== AUSGANGSTEXT ==
Wir stellen die Preisträger des 31. Deutschen Kamerapreises vor (9)
Auf den Zufall verlassen
von Uwe Agnes,
Wir setzen unsere Reihe mit den Gewinnerinnen und Gewinnern beim 31. Deutschen Kamerapreis fort mit den Auszeichnungen im Nachwuchs-Bereich. Markus Schindler bekam einen der beiden Preise in der Kategorie Kamera.
Markus Schindler, 1989 in Bad Tölz geboren, arbeitete zu- nächst im australischen Sydney beim Kameraverleih LEMAC Film & Digital Pty. Ltd., bevor er 2011 nach Deutschland zurückkehrte und dort erst als zweiter und dann als erster Kameraassistent bei einer Vielzahl von Kinospiel- und Dokumentarfilmproduktionen mitwirkte. Dabei hat er nicht nur die Welt bereist, sondern auch so Branchengrößen wie dem Filmemacher Edgar Reitz, dem Bildgestalter Gernot Roll und dem Regisseur und Kameramann Joseph Vilsmaier assistiert. Seit 2016 studierte Markus J. Schindler an der Hochschule für Fernsehen und Film München Kamera, wo er für zahlreiche szenische und dokumentarische Kurzfilme die Bildgestaltung übernahm. „Ausgrissn! – In der Lederhose nach Las Vegas“ ist sein erster Langfilm.

== DATENTEIL ==

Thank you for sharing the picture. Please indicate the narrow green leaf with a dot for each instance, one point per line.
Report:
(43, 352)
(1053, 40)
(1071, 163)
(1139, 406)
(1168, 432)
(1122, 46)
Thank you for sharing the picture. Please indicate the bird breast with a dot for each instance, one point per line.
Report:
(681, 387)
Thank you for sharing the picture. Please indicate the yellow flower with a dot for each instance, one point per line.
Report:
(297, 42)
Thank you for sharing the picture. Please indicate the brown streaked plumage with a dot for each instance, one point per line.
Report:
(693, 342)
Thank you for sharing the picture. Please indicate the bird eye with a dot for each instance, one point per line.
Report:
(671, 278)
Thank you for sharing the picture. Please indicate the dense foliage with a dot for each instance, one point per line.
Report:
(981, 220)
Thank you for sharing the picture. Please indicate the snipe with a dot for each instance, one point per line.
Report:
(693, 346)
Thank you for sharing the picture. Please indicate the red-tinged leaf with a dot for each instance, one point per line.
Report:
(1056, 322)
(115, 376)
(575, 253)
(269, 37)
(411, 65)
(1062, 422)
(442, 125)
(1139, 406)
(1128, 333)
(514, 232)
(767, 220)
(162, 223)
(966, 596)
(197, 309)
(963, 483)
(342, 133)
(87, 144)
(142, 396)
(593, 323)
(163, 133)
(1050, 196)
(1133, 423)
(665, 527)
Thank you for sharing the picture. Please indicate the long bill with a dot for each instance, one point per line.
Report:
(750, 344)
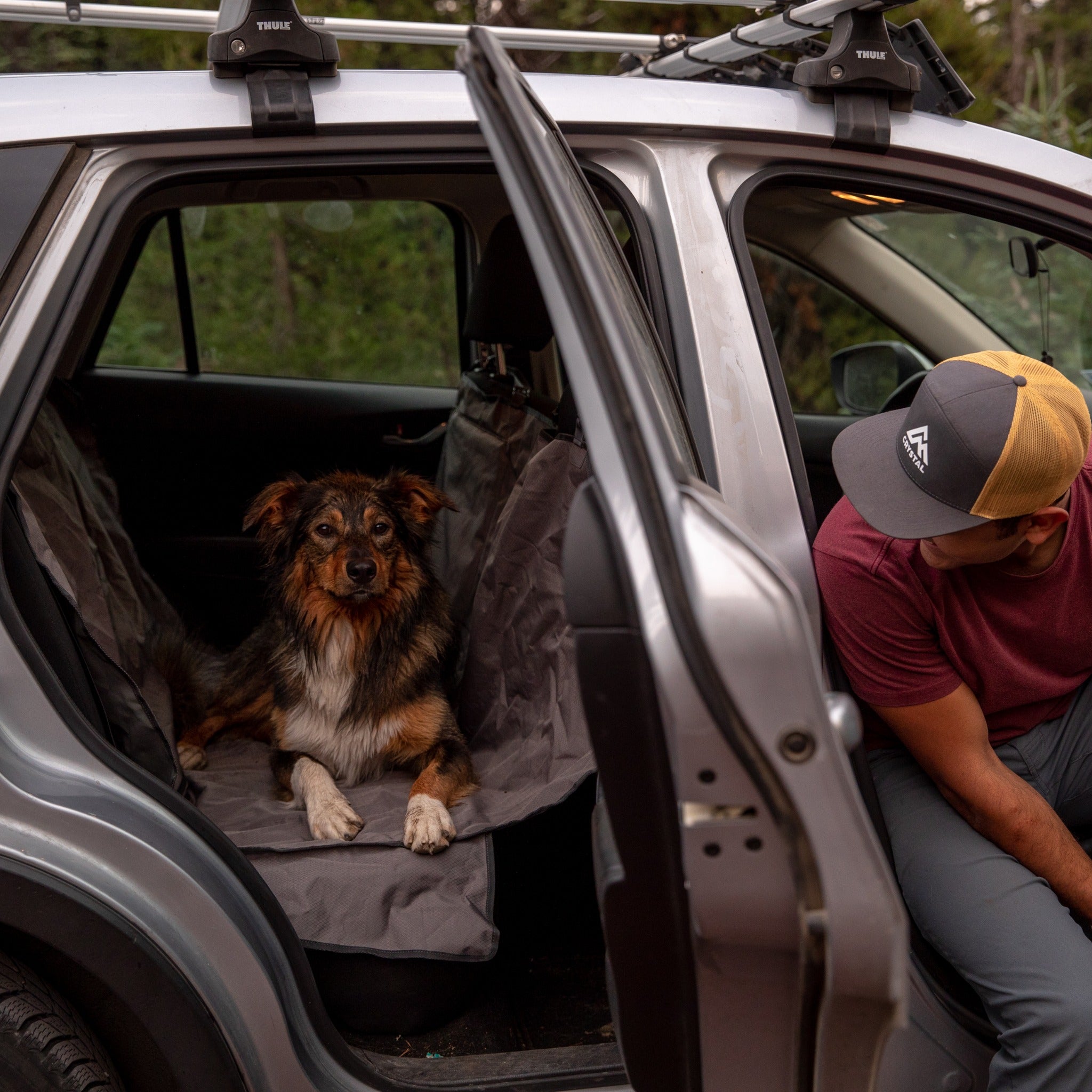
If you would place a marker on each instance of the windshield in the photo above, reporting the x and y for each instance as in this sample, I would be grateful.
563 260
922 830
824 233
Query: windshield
970 258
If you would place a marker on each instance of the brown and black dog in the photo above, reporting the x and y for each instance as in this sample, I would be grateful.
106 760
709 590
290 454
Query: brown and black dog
346 677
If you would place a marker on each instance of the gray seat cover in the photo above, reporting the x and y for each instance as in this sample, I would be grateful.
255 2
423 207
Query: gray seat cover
519 704
487 445
70 510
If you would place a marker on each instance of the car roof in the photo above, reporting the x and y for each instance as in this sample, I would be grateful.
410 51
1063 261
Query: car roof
103 106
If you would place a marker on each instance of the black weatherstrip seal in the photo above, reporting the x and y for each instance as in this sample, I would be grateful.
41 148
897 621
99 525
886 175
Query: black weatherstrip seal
677 343
949 197
662 542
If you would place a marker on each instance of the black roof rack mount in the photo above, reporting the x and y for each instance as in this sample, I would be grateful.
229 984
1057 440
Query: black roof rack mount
864 77
275 50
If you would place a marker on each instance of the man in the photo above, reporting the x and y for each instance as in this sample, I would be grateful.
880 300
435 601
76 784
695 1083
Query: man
957 581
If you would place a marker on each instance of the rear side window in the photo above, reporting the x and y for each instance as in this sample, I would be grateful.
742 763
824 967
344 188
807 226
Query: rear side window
359 291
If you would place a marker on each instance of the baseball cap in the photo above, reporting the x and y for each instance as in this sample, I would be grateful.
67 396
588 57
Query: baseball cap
989 436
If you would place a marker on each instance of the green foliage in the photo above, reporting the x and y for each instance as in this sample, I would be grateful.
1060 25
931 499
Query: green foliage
975 35
810 323
324 290
1044 115
969 257
146 331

== KURZE AUFGABE ==
Schreibe aus dem Ausgangstext über Markus Schindler die Passage ab, die mit den Worten „Wir stellen die“ beginnt, und höre nach „der Kategorie Kamera.“ auf.

== LÖSUNG ZUR AUFGABE ==
Wir stellen die Preisträger des 31. Deutschen Kamerapreises vor (9)
Auf den Zufall verlassen
von Uwe Agnes,
Wir setzen unsere Reihe mit den Gewinnerinnen und Gewinnern beim 31. Deutschen Kamerapreis fort mit den Auszeichnungen im Nachwuchs-Bereich. Markus Schindler bekam einen der beiden Preise in der Kategorie Kamera.